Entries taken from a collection

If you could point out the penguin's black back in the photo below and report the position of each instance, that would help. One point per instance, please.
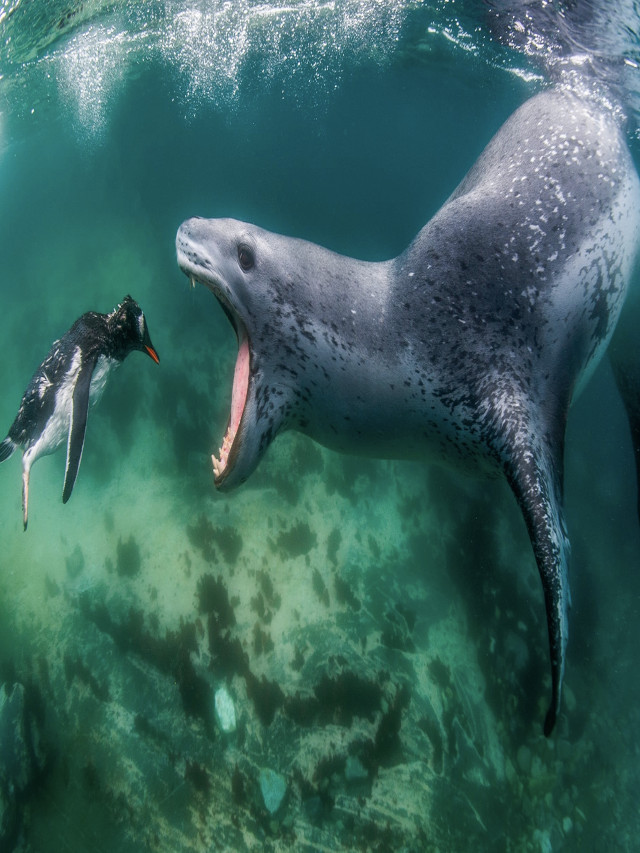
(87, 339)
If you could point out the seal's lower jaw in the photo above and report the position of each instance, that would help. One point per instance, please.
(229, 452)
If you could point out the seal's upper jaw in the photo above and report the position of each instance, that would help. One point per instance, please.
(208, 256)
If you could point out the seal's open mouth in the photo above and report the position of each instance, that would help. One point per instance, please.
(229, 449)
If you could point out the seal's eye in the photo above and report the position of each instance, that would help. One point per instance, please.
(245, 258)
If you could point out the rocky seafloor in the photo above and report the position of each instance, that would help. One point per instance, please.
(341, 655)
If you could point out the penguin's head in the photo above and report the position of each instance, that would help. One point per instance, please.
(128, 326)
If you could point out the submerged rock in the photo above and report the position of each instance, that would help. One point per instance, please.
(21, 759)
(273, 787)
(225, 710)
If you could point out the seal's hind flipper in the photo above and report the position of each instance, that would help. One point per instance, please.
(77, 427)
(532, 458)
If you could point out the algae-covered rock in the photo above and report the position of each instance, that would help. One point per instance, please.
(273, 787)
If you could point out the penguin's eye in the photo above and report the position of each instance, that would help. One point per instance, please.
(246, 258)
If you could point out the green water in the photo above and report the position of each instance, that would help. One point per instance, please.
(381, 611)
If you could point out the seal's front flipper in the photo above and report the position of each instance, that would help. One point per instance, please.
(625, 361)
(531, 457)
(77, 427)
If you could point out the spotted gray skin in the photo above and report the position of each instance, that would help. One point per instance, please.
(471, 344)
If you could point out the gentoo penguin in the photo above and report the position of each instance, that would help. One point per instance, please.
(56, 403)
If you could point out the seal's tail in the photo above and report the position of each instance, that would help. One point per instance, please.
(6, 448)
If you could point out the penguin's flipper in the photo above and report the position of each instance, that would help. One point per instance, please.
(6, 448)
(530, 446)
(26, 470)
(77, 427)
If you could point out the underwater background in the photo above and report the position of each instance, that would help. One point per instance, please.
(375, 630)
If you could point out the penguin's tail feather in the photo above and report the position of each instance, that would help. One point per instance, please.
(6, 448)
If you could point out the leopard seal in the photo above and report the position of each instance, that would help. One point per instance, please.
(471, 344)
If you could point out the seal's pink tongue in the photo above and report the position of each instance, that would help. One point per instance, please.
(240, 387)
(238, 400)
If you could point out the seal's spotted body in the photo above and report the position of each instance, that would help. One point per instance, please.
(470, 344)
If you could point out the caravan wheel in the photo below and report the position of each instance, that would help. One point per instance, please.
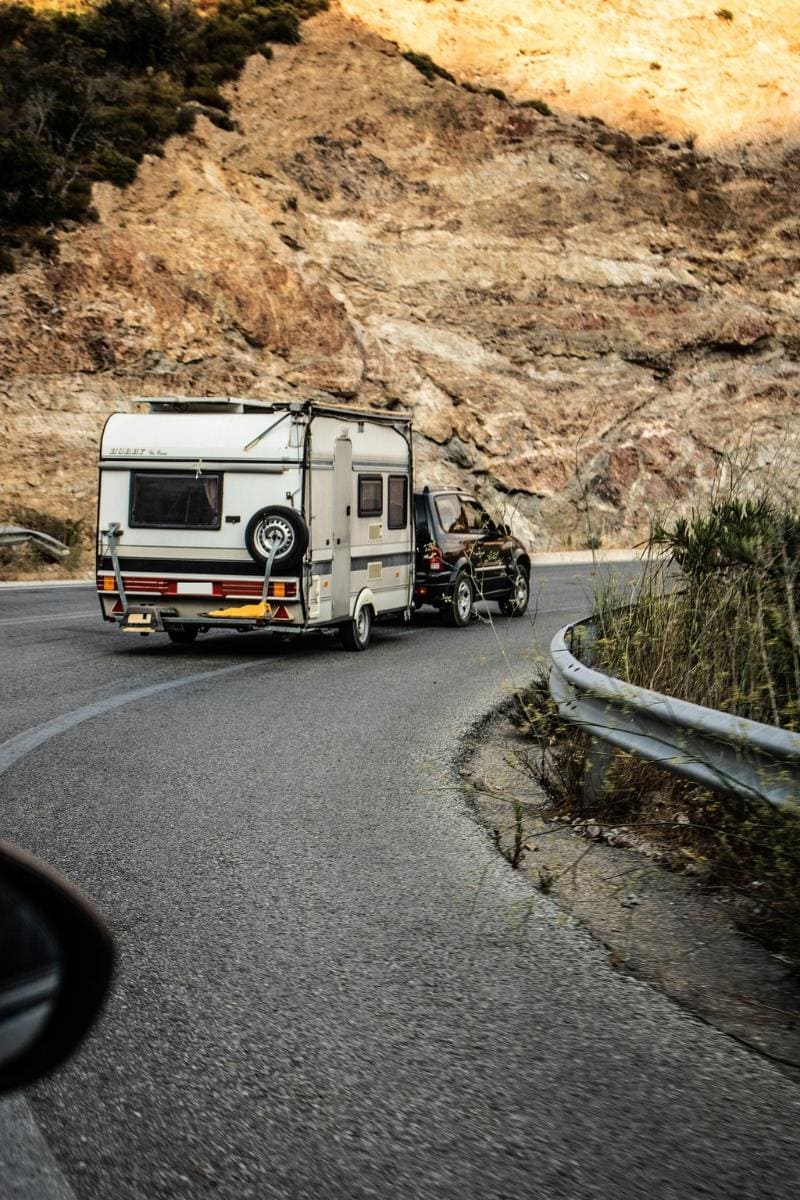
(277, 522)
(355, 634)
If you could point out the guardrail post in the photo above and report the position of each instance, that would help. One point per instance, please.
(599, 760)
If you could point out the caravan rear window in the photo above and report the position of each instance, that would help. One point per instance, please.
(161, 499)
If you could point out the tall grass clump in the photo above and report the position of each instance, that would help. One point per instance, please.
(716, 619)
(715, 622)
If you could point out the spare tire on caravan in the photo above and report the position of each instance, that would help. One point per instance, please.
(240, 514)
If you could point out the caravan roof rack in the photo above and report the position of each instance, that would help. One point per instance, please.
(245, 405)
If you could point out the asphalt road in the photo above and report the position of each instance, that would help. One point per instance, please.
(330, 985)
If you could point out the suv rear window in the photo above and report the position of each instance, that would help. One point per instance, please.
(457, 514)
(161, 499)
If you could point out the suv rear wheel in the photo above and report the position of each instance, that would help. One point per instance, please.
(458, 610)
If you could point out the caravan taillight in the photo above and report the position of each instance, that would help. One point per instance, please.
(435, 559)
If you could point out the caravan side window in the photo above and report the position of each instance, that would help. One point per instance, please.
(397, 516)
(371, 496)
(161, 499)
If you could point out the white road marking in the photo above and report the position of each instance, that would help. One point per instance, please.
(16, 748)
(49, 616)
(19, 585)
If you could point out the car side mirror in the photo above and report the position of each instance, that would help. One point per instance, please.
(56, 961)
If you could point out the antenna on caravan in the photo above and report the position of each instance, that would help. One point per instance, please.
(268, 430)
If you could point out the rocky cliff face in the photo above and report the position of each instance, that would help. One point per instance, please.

Exercise instructions: Transcribe the records above exactly, leaving out every picture.

The response:
If you could point out the penguin's black back in the photo below and report the position of each instance, that would help. One point per instance, please.
(87, 339)
If you could point out the seal's lower jaw in the photo above and report the position of each instance, that would help. One point per instance, please.
(229, 452)
If you could point out the seal's upper jaw in the photo above and report the position of each instance, that would help. One point per instance, please.
(208, 256)
If you could point out the seal's open mouth in the photo above and report the position of each instance, that would help. One point per instance, please.
(229, 449)
If you could point out the seal's eye in the photo above and report the position of each instance, that would help. One point per instance, please.
(245, 258)
If you could point out the rocky seafloor in the photo above and report the position of each instance, that would help. One point per instance, please.
(341, 655)
If you could point out the penguin's head in the photo above and report the position of each instance, that would help. One point per instance, please.
(128, 326)
If you could point out the submerged rock in the photo above and report the position of each instance, that would help. One point per instance, please.
(21, 759)
(273, 787)
(225, 710)
If you could point out the seal's hind flipper in the photo above and report the position of each instance, that would help. One point per instance, please.
(77, 427)
(532, 458)
If you could point out the algae-covered rock in the photo above and report the position of each instance, that would help. One point per instance, please.
(273, 787)
If you could point out the penguin's eye in the photo above and report the position of each instance, that would help. One point per instance, please.
(246, 258)
If you could point out the green water in the photo above and report the position of each instance, that would help. One point per instance, please.
(381, 611)
If you could point out the seal's front flipper in the photo above and report the position of each instance, that would help. One point per instance, please.
(625, 361)
(531, 457)
(77, 427)
If you could point out the spotted gray skin in the photo above and report the position of each instance, that would help. One point per instance, please.
(471, 344)
If you could point out the gentoo penguin in the photo above and report the position of each instance, that would help. One point per instance, please.
(56, 403)
If you could point out the seal's tail in the photo above and report the position of each instance, that would help. One point per instance, please.
(6, 448)
If you could point out the penguin's flipper in the photo above and report the position of each instance, that would help. One point per instance, please.
(6, 448)
(530, 446)
(26, 470)
(77, 427)
If you could point out the underwater background in the photo above and report the position of each instance, that would help. One point per instance, please.
(375, 630)
If you could point out the penguin's tail feather in the photo above and report the position of each instance, that would help. One point per instance, please.
(6, 448)
If you could point out the leopard seal in the photo above and report the position of each instance, that would help. One point per instance, please.
(471, 344)
If you could point out the seal's pink tongue in the photo above and report the position of each instance, that would help. One point per instance, please.
(240, 387)
(238, 400)
If you could point out the seal's spotted body in the photo above and report the position of each instance, that would help. One point per instance, please.
(470, 344)
If you could point out the caravan wheel in the photo below and report the position of each instance, that would help. One point per instance, please.
(277, 522)
(355, 634)
If you could point out the guardrail post in the photo above and report the position of each instance, that would help. One point per instance, please.
(599, 760)
If you could point out the caravan rear window in the photo above and report the position of each instance, that would help. One point per instance, please.
(161, 499)
If you could point out the tall grass clump in the photo above and report the position of each instance, that would help. One point per instance, please.
(716, 619)
(715, 622)
If you could point out the spare tire on caravan in the photo above and report the position of each instance, that would help. One point per instance, please.
(240, 514)
If you could point out the caravan roof rack in the photo above and report the position of each instance, that would help. One point per instance, please.
(245, 405)
If you could point out the asphalt road in the photo above and report the position of each instance, that would help. One point per instance, please.
(330, 985)
If you could point out the suv rear window in the photo above and report the position of each instance, that would help. One point per instance, please.
(457, 514)
(161, 499)
If you could point out the suv rear wheel in the photo above and report the position of each instance, that would help. One point per instance, please.
(458, 610)
If you could point out the caravan taillight in the photo above and report the position of each instance, that would help. One point per instance, please.
(435, 559)
If you could point out the caravan side window in the photo above and report the position of each instance, that would help. One point per instance, please.
(397, 516)
(371, 496)
(161, 499)
If you could point out the white road marking in the photo above and report the position of each instance, that would help. One point per instance, please.
(16, 748)
(49, 616)
(19, 585)
If you could point out the car side mirror in the photo above and report the position of each instance, that would help. One point per instance, please.
(56, 961)
If you could point out the antenna on caravan in the photo above and report the position of each instance, that would help. One point per instance, please.
(268, 430)
If you could point out the rocky cliff face in the photo above and report the position of each instance, that would help. One point per instance, please.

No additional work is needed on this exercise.